## WORK INSTRUCTIONS
Output as a numbered list the part of the listing that starts with the line containing "Select all occurrences of open wooden shelf." and ends with the line containing "[86,142,282,151]", omitting any blank lines.

## DATA EXTRACT
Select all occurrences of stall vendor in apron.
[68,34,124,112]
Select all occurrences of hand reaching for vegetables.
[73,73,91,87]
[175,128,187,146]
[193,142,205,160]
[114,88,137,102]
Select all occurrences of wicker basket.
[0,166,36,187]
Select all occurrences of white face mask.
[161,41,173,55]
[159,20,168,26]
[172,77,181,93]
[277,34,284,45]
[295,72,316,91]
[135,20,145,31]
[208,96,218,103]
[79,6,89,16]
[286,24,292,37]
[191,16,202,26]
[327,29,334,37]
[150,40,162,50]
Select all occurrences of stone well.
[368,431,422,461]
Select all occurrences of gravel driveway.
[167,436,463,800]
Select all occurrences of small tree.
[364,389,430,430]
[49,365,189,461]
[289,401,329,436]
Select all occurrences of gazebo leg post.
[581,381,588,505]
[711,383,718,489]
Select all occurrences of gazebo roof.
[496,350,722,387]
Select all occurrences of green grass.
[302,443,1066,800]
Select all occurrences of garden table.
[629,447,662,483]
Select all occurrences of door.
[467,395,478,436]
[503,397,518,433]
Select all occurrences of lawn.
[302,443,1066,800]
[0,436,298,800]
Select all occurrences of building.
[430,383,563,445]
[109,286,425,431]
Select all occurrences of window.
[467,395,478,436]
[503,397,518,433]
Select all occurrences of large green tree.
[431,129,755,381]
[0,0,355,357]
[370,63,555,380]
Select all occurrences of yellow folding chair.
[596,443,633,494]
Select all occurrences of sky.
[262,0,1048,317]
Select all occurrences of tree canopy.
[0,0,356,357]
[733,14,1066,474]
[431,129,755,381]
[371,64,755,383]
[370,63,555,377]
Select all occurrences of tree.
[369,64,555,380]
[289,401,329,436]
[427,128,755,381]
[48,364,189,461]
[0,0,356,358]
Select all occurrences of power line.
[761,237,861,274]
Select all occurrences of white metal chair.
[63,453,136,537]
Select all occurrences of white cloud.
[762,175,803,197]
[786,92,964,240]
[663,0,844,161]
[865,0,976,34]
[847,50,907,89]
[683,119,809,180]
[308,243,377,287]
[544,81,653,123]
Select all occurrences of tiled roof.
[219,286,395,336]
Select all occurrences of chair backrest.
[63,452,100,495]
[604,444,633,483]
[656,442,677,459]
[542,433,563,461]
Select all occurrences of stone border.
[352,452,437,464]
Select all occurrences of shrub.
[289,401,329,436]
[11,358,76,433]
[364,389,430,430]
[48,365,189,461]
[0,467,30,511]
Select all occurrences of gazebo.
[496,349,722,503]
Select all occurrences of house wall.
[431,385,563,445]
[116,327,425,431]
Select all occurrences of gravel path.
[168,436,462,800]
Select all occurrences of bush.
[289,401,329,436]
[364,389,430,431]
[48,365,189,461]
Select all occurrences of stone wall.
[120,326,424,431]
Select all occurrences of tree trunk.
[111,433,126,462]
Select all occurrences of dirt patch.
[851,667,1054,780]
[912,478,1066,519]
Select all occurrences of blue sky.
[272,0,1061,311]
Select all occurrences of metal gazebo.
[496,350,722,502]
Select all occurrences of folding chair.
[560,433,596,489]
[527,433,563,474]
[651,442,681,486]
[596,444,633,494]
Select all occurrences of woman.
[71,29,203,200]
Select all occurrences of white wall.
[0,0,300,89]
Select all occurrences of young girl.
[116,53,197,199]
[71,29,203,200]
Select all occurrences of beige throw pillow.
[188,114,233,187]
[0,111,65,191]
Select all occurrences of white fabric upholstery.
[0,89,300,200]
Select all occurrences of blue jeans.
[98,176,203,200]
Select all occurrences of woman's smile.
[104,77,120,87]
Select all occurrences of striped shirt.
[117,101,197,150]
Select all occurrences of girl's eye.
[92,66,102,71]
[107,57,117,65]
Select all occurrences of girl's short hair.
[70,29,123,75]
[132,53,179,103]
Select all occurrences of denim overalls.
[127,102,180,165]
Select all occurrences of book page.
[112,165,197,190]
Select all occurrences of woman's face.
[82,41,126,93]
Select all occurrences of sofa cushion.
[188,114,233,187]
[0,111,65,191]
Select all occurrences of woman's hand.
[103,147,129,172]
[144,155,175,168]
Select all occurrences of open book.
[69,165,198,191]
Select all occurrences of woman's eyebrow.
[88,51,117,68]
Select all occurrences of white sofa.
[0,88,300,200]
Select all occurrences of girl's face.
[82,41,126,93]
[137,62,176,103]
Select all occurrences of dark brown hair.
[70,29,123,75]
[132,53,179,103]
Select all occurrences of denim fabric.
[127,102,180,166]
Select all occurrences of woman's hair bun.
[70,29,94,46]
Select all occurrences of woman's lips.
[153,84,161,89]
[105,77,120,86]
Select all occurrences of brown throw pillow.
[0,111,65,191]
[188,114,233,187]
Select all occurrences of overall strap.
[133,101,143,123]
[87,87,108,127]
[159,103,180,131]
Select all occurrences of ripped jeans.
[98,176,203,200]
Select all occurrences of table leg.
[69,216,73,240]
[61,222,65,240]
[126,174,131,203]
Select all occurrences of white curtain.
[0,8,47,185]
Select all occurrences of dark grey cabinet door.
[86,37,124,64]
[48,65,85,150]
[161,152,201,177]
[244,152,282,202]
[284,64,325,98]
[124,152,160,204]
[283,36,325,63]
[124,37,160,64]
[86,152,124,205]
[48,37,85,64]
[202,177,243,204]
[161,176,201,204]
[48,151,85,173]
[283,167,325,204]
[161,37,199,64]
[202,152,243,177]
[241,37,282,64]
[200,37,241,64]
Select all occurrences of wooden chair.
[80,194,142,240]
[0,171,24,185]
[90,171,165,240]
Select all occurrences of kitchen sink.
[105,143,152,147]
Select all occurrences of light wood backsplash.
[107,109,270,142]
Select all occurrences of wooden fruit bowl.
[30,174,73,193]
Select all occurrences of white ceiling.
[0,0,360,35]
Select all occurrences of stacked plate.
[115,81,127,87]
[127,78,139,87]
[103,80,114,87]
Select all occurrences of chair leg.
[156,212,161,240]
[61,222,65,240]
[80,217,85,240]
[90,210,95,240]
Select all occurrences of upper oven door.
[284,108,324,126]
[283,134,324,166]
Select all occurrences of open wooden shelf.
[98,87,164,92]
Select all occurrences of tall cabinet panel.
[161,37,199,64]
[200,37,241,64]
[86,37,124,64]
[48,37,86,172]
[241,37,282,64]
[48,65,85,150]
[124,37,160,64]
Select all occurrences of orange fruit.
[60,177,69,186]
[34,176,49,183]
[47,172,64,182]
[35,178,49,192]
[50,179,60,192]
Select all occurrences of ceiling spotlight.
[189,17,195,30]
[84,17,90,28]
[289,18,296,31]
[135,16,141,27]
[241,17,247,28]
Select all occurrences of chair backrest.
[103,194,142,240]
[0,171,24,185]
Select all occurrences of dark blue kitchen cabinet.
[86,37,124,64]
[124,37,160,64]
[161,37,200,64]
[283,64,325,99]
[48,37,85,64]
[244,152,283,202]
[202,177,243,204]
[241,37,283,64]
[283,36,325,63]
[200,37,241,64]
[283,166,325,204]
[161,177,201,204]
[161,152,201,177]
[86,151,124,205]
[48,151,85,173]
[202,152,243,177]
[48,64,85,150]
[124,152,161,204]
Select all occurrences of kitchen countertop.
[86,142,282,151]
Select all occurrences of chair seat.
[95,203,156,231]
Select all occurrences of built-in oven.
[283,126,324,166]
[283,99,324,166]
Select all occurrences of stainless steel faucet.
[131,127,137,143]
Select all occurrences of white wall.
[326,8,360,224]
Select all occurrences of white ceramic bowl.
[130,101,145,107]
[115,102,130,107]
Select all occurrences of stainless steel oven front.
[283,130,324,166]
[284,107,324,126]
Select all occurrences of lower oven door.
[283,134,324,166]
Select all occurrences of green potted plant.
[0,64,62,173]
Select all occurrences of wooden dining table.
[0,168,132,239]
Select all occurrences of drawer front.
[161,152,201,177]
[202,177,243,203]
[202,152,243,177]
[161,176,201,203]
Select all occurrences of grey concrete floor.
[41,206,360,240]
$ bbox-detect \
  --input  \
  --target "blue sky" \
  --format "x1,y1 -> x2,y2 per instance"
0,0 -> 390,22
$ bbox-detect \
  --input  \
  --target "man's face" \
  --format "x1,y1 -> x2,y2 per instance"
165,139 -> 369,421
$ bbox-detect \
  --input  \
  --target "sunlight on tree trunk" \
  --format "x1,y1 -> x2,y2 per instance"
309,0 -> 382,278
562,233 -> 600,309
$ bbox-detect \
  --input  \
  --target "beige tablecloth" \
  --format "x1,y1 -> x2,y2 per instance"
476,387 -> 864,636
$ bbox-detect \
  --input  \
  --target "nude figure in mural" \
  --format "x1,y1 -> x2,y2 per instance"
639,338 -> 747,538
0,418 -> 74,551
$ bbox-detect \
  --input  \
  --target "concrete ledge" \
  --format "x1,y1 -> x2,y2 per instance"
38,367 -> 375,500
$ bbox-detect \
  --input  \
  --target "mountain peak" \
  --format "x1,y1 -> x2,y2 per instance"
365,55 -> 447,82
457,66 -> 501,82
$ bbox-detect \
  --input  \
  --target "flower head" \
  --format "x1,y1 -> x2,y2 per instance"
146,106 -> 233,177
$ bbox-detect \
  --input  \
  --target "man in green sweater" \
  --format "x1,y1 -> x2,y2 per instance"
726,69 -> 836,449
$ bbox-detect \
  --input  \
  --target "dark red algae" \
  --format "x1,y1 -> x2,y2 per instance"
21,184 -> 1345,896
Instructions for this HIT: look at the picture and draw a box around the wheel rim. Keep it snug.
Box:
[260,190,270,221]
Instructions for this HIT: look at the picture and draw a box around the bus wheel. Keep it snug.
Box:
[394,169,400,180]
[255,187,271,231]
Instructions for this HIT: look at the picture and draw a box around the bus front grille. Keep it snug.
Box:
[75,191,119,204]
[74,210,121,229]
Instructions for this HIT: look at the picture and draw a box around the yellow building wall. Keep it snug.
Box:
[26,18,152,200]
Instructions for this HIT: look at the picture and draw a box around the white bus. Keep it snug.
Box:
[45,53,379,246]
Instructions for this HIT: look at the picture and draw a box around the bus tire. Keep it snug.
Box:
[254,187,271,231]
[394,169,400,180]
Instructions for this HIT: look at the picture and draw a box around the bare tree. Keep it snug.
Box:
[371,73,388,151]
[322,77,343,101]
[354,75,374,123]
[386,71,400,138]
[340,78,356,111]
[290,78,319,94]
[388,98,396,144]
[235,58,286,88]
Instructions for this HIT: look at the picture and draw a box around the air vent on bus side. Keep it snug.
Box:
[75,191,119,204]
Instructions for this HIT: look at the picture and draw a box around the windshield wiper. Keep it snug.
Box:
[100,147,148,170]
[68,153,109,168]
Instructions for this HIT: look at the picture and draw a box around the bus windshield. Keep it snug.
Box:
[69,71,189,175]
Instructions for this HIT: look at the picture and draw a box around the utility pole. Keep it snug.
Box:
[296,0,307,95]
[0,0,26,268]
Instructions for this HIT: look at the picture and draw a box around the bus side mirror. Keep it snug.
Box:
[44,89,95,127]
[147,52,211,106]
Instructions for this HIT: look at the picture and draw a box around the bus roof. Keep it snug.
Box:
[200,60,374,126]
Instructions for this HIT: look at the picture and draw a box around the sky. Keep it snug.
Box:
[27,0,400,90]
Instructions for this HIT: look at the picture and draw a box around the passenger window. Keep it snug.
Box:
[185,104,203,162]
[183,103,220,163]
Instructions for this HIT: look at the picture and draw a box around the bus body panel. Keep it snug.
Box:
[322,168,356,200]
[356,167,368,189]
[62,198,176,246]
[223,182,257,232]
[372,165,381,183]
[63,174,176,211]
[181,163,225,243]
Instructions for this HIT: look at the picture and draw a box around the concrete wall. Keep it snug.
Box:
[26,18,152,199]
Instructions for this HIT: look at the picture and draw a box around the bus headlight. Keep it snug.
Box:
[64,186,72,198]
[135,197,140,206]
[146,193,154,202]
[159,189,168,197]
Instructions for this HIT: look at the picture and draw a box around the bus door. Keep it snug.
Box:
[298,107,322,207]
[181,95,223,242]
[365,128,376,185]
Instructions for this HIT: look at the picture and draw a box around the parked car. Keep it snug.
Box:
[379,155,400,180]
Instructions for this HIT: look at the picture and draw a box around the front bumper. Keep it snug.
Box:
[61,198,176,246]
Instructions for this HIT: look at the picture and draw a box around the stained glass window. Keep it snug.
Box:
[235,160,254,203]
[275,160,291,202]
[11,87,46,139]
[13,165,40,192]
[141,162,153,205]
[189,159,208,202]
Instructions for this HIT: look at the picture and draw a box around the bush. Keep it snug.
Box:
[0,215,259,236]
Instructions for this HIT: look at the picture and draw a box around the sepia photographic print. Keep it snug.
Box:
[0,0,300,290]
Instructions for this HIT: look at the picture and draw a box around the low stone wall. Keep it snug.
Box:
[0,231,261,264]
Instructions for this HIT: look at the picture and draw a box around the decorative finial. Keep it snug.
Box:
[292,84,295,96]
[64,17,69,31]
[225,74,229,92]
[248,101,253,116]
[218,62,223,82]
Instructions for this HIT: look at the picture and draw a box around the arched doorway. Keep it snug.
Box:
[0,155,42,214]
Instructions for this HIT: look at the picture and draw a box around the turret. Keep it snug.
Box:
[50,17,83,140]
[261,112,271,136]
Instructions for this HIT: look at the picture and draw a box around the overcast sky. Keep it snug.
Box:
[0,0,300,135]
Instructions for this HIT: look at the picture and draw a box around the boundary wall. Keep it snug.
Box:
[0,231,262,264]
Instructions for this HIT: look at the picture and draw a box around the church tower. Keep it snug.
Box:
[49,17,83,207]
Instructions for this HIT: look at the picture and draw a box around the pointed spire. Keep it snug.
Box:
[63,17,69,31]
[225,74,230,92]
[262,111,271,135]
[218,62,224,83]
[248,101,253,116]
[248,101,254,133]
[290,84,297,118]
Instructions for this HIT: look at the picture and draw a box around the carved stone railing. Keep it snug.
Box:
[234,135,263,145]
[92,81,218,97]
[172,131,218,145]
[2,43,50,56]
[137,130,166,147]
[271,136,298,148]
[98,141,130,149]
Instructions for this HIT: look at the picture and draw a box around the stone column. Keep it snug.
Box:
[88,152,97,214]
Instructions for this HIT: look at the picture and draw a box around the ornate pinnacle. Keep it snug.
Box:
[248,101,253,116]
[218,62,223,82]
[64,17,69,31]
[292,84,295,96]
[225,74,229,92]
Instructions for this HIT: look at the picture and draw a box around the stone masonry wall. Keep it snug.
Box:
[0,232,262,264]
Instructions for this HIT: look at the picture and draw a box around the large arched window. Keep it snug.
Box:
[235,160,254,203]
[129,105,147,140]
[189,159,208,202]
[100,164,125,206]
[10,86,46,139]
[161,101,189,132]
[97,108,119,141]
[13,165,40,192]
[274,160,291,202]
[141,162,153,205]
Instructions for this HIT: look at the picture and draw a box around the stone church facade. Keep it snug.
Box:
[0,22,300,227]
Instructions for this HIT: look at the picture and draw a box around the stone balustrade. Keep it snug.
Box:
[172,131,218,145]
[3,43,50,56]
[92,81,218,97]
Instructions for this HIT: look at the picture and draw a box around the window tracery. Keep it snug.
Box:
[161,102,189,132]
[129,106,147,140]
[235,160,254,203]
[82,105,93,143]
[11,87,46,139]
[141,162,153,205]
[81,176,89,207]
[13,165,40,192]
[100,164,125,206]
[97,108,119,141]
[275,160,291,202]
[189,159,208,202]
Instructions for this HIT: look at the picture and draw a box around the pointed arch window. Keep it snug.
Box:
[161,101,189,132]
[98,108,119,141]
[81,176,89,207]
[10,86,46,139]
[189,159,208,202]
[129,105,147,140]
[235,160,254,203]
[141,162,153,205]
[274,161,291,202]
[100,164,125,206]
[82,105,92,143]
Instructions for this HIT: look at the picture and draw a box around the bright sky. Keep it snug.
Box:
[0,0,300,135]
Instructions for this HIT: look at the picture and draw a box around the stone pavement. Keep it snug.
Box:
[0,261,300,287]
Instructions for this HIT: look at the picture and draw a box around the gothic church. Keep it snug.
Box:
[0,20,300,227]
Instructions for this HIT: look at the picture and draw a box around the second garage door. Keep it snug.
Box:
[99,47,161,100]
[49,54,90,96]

## RESULT FOR THIS TASK
1. Select all occurrences of open wooden shelf.
2. [98,87,164,92]
3. Select all occurrences of tall cabinet panel.
4. [161,37,199,64]
5. [200,37,241,64]
6. [86,37,124,64]
7. [48,37,86,172]
8. [241,37,282,64]
9. [48,65,85,150]
10. [124,37,160,64]
11. Select all occurrences of orange fruit.
12. [60,177,69,186]
13. [34,176,49,183]
14. [47,172,64,182]
15. [35,178,49,192]
16. [50,179,60,192]
17. Select all occurrences of ceiling spotlight.
18. [189,17,195,30]
19. [84,17,90,28]
20. [289,18,296,31]
21. [135,16,141,27]
22. [241,17,247,28]
23. Select all occurrences of chair backrest.
24. [103,194,142,240]
25. [0,171,24,185]
26. Select all occurrences of dark blue kitchen cabinet.
27. [86,37,124,64]
28. [124,37,160,64]
29. [161,37,200,64]
30. [283,64,325,99]
31. [48,37,85,64]
32. [244,152,283,202]
33. [202,177,243,204]
34. [241,37,283,64]
35. [283,36,325,63]
36. [200,37,241,64]
37. [283,166,325,204]
38. [161,177,201,204]
39. [161,152,201,177]
40. [86,151,124,205]
41. [48,151,85,173]
42. [202,152,243,177]
43. [48,64,85,150]
44. [124,152,161,204]
45. Select all occurrences of kitchen countertop.
46. [86,142,282,151]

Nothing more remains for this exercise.